_REQUIREMENTS_. Rewrite the records from the line with "Identify the gray" through the line with "[[863, 177, 1014, 458]]", putting "brick building" in place of "gray building" and leaving everything else the same.

_DATA EXCERPTS_.

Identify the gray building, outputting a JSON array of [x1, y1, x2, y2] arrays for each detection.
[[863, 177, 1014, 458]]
--
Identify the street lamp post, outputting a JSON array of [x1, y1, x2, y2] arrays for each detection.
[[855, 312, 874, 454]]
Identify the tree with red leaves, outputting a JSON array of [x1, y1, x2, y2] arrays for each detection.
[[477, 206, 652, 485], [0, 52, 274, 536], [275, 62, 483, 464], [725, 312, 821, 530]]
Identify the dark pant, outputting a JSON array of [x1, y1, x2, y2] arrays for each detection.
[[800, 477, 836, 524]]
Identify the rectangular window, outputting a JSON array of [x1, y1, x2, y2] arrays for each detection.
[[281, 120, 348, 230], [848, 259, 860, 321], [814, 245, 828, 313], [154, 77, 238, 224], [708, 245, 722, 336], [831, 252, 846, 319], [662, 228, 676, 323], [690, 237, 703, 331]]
--
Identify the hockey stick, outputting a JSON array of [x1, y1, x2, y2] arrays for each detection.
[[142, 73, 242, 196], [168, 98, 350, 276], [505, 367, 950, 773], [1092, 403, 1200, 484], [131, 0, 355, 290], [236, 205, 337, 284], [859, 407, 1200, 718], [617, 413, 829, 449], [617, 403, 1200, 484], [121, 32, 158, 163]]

_OUTPUT OF THE EXERCISE_.
Identify the brick building, outputting a JSON array of [x1, y1, x2, y2] arrays for each detection.
[[863, 177, 1014, 458]]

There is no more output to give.